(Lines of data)
..............................

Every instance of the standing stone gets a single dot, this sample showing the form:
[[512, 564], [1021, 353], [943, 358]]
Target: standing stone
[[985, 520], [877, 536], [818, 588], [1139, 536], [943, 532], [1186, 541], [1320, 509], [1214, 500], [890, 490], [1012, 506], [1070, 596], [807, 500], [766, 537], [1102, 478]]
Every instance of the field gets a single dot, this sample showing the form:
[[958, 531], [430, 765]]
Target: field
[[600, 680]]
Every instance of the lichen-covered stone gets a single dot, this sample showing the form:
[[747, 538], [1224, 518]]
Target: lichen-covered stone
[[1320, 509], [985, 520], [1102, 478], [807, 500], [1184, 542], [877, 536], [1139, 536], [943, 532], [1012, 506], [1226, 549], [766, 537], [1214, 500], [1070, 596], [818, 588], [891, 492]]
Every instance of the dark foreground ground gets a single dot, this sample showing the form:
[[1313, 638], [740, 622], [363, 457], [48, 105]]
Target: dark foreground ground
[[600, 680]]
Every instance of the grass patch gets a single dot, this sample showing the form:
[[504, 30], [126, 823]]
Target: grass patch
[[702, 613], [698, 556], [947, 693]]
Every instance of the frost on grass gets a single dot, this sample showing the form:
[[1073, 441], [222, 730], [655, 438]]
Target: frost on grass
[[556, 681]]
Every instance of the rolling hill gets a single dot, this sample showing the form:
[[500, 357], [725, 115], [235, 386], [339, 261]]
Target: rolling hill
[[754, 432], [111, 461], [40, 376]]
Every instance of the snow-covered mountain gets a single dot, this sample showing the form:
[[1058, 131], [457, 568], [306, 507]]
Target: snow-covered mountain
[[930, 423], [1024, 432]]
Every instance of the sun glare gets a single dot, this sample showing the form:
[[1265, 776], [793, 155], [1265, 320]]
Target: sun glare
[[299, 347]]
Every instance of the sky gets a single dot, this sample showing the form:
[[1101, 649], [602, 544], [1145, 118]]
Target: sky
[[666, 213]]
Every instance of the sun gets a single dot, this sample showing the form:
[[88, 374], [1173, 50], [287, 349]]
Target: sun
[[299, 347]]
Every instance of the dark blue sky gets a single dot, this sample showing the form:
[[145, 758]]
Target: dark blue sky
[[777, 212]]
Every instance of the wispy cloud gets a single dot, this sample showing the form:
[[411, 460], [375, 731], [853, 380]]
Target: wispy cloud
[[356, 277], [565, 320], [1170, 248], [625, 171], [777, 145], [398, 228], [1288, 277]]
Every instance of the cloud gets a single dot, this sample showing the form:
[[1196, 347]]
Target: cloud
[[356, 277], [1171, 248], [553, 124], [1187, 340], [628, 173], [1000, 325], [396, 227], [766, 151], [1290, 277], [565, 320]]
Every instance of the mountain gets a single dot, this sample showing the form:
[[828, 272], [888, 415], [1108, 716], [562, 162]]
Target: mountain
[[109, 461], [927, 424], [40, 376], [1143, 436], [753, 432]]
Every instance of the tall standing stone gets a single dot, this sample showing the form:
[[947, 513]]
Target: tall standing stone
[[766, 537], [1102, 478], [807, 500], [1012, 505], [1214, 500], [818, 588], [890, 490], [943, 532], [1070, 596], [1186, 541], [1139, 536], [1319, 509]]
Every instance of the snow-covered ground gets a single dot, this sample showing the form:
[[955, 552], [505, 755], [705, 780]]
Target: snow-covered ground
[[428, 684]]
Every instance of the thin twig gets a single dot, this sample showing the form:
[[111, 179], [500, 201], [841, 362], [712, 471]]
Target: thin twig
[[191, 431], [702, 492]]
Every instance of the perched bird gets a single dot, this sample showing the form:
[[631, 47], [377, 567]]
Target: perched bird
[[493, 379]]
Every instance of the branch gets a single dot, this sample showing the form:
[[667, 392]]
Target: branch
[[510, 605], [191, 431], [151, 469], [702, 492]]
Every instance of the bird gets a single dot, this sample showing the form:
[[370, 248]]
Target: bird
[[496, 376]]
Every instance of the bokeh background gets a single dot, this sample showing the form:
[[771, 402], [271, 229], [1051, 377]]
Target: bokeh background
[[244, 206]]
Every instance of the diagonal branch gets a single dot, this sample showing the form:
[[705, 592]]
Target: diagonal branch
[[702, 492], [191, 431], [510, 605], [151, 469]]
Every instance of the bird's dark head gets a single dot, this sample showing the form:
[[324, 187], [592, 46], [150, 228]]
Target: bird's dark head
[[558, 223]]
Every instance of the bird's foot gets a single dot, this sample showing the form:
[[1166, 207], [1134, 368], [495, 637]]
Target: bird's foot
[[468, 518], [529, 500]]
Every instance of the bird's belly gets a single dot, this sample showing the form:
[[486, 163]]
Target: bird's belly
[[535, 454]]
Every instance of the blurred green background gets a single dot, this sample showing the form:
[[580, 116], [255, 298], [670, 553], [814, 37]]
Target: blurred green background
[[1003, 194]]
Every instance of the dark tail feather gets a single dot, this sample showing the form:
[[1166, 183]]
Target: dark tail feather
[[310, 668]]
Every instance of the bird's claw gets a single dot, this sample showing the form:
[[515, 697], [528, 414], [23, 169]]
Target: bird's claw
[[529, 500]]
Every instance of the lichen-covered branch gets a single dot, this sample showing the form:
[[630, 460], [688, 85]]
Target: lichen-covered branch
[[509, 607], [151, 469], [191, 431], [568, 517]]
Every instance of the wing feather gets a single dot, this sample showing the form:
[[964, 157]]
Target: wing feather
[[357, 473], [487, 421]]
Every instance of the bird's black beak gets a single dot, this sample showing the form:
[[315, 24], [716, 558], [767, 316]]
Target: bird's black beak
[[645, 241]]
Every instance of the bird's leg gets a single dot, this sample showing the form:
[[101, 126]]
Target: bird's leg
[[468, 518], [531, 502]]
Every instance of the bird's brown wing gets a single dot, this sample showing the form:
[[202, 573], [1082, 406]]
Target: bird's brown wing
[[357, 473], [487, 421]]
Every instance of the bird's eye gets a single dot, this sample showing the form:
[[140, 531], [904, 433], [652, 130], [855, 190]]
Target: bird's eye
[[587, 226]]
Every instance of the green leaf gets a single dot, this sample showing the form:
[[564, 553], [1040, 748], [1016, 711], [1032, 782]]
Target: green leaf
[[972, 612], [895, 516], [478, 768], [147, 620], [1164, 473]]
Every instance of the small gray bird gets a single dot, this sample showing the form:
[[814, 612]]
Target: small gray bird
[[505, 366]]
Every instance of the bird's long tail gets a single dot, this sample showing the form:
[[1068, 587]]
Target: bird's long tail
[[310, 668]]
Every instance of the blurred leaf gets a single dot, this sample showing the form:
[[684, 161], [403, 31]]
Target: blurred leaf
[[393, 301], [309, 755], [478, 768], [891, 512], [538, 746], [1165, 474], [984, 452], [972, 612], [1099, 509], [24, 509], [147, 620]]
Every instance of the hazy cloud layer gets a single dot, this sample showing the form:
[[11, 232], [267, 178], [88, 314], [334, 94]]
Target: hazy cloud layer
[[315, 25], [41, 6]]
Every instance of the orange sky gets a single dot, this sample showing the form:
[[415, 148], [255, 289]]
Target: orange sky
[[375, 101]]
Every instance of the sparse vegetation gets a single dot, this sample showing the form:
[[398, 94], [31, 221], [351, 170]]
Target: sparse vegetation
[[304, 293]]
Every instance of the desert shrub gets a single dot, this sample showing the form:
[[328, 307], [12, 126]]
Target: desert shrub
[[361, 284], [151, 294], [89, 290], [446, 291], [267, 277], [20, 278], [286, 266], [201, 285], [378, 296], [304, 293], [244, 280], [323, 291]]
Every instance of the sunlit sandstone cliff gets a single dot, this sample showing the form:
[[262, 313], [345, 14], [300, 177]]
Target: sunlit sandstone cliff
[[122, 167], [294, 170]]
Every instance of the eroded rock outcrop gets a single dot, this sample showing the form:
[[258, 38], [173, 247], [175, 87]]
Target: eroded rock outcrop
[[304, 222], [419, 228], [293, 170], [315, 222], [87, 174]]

..............................

### PROBLEM DESCRIPTION
Recast the listing as a numbered list, starting at its first line and running through the line that contains "588], [891, 492]]", with both ends included. Leave out any blank lines.

### RESULT
1. Every instance of the standing stone gets a single dot, this sample showing the form:
2. [[512, 564], [1021, 353], [943, 358]]
3. Target: standing stone
4. [[985, 520], [877, 536], [818, 588], [1139, 536], [943, 532], [1186, 541], [1320, 509], [1214, 500], [890, 490], [1012, 506], [1070, 596], [807, 500], [766, 537], [1102, 478]]
5. Every instance of the field gets a single dot, this sample showing the form:
6. [[958, 531], [430, 765]]
7. Target: field
8. [[600, 680]]
9. Every instance of the lichen-covered stone gets a single dot, this sample showing the form:
10. [[747, 538], [1224, 518]]
11. Target: lichen-covered stone
12. [[1320, 509], [985, 520], [1102, 478], [807, 500], [1184, 542], [877, 536], [1139, 536], [943, 532], [1012, 506], [1226, 549], [766, 537], [1214, 500], [1070, 596], [818, 588], [891, 492]]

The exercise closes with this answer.